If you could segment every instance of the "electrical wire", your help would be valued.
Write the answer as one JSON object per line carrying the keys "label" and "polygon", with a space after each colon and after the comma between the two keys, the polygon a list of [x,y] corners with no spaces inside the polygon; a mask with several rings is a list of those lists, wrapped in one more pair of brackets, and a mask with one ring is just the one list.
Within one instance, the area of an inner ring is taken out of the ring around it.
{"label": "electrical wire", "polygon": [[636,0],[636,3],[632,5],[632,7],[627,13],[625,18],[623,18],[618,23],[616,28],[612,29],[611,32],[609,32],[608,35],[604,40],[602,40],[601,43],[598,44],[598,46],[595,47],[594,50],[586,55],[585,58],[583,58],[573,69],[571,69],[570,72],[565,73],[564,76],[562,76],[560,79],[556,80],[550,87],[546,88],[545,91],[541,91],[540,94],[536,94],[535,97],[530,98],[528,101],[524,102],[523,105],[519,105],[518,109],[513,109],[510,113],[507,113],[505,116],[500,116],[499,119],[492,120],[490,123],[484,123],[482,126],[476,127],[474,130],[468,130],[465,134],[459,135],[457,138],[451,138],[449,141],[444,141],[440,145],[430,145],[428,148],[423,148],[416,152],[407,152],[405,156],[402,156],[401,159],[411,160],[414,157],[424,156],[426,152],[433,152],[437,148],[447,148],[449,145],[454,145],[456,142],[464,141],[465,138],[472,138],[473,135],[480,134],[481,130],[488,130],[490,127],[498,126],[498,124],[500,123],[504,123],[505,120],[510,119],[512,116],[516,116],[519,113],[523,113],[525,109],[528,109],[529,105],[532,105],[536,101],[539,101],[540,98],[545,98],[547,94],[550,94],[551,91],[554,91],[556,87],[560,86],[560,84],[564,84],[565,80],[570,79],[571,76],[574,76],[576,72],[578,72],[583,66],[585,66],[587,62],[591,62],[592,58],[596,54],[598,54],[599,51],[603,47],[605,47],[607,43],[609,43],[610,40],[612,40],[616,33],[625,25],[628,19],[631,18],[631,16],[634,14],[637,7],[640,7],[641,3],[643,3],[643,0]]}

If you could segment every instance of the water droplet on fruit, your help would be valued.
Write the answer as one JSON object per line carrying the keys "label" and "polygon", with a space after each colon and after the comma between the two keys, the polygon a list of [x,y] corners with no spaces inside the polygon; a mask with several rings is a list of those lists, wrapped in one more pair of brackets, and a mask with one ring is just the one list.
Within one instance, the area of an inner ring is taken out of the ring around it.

== The exercise ==
Render all of the material above as a numbered list, one line per item, omitting any blank lines.

== Right answer ==
1. If you could segment every instance of the "electrical wire", your help would be valued.
2. Write the answer as one JSON object per line carrying the keys "label" and "polygon", with a space after each colon and after the comma between the two keys, the polygon a list of [x,y] corners with no spaces inside the polygon; a mask with several rings is a list of those lists, wrapped in one more pair of brackets, and a mask with one ring is just the one list.
3. Within one instance, the area of an inner ring is taken out of the ring around it.
4. {"label": "electrical wire", "polygon": [[636,0],[636,3],[632,5],[632,7],[627,13],[625,18],[623,18],[618,23],[616,28],[612,29],[611,32],[609,32],[608,35],[604,40],[602,40],[601,43],[598,44],[598,46],[595,47],[594,50],[586,55],[585,58],[583,58],[573,69],[571,69],[570,72],[565,73],[564,76],[562,76],[560,79],[556,80],[550,87],[546,88],[545,91],[541,91],[540,94],[536,94],[535,97],[530,98],[528,101],[524,102],[523,105],[519,105],[518,109],[513,109],[510,113],[507,113],[505,116],[500,116],[499,119],[492,120],[490,123],[484,123],[482,126],[476,127],[474,130],[468,130],[465,134],[459,135],[457,138],[451,138],[449,141],[444,141],[440,145],[430,145],[428,148],[423,148],[416,152],[407,152],[405,156],[402,156],[401,159],[411,160],[414,157],[424,156],[426,152],[433,152],[437,148],[447,148],[449,145],[454,145],[456,142],[464,141],[465,138],[472,138],[473,135],[480,134],[481,130],[488,130],[490,127],[498,126],[498,124],[500,123],[504,123],[505,120],[510,119],[512,116],[516,116],[519,113],[523,113],[525,109],[528,109],[529,105],[532,105],[536,101],[539,101],[540,98],[545,98],[547,94],[550,94],[551,91],[554,91],[556,87],[560,86],[560,84],[564,84],[565,80],[570,79],[571,76],[574,76],[576,72],[578,72],[583,66],[585,66],[587,62],[591,62],[592,58],[596,54],[598,54],[599,51],[603,47],[605,47],[607,43],[609,43],[610,40],[612,40],[616,33],[625,25],[628,19],[631,18],[631,16],[634,14],[637,7],[640,7],[641,3],[643,3],[643,0]]}
5. If you could segment every instance of the water droplet on fruit, your help would be valued.
6. Write the answer as one JSON object per line carrying the keys "label" and "polygon", with a space after each colon and after the comma between the two keys, the polygon a list of [x,y] corners with no spaces inside the polygon; a mask with several rings is a list of those lists, wrapped in one more pair of brackets, and a mask with one ring is just the one list.
7. Within one instance, the area of an inner ring is taken out of the ring around it.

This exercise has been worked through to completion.